[Texto de origen]
________________________________________
José Antonio García-Prieto Segura
- “Yo soy la luz del mundo”, y desea comunicarnos, uno a uno, la luz de su verdad y del sentido de nuestras vidas, representados por el farol que porta en su mano
Otra vez, Navidad. Ciegos o sordos habríamos de estar, para no darnos cuenta de que la fiesta del Nacimiento de Cristo está a las puertas. Ciegos, porque las luces que adornan calles y escaparates brillan por doquier; y sordos porque ruidos y bullicio no se quedan atrás. A esto se suma la impresión de que las prisas por adelantar el acontecimiento -promoviendo compras con tantas proclamas externas- creciesen de año en año. Todo sea bienvenido si las ramas no impiden ver el bosque, es decir, si la jarana y luces titilantes ayudan y no hacen olvidar “el misterio” que subyace al decorado exterior.
El “Misterio” subyacente sí, y esta vez con mayúscula, porque los cristianos celebramos el Nacimiento, en Belén, del Salvador del mundo. La fiesta del Hijo eterno de Dios hecho hombre es lo que late en la entraña del profuso bosque de luces y músicas que nos envuelven. Y para quienes no sean cristianos, no por ello la conmemoración del 25 de diciembre, dejará de ser el motivo de tanto reflejo externo.
________________________________________
[Entradas proporcionadas]
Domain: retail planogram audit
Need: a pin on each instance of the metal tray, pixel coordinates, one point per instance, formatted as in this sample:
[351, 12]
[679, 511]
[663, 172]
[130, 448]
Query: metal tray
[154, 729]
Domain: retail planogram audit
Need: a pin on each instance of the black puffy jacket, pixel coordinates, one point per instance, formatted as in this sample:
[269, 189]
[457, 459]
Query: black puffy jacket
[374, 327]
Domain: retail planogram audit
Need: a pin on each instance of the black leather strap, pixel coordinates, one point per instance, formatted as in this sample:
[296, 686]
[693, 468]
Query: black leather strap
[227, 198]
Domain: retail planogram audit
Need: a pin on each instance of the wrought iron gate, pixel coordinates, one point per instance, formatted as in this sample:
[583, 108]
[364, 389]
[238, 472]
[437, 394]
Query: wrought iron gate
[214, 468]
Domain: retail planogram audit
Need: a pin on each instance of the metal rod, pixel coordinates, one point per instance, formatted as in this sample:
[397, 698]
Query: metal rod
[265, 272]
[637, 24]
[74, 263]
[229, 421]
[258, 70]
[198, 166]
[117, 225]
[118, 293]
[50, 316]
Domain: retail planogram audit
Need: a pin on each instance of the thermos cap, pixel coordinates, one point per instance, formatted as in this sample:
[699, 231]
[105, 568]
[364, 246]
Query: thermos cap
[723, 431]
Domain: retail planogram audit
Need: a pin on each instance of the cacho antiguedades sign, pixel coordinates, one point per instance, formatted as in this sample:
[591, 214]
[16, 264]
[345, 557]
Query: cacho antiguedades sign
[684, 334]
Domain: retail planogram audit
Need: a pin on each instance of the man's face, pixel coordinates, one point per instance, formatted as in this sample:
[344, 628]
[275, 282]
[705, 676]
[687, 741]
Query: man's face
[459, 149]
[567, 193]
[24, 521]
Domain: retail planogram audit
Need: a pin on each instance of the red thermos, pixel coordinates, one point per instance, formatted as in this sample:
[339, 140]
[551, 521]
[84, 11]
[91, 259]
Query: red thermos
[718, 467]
________________________________________
[Consignas del ejercicio]
1. ¿En qué lugar sitúa el texto sobre la Navidad el Nacimiento que celebran los cristianos?
2. Continúa el texto sobre la Navidad a partir de su última oración.
El listado no tiene relación con el texto sobre la Navidad.

[Resultados del ejercicio]
1. En Belén.

2.
Considero que todos, cristianos o no, tendríamos que cuestionarnos qué eco interior produce en nosotros este acontecimiento histórico que, al cabo de 21 siglos, sigue llamando a nuestras puertas. Ya es motivo serio de personal interpelación el que sean tantos los siglos transcurridos, sin que haya perdido fuerza. Por eso, me parece fundamental que nos esforcemos por aminorar nuestro ajetreo incesante y hacer silencio en el interior del corazón. Solo así los cristianos celebraremos la Navidad como Dios se merece; y quienes no lo sean, sabe Dios si recibirán también rayos de luz del que, en su oscuridad de Belén, nació para todos.
Como ilustración de lo escrito hasta aquí, y para favorecer disposiciones personales que nos ayuden a acoger el Misterio y responder a su amor, me serviré de dos representaciones artísticas.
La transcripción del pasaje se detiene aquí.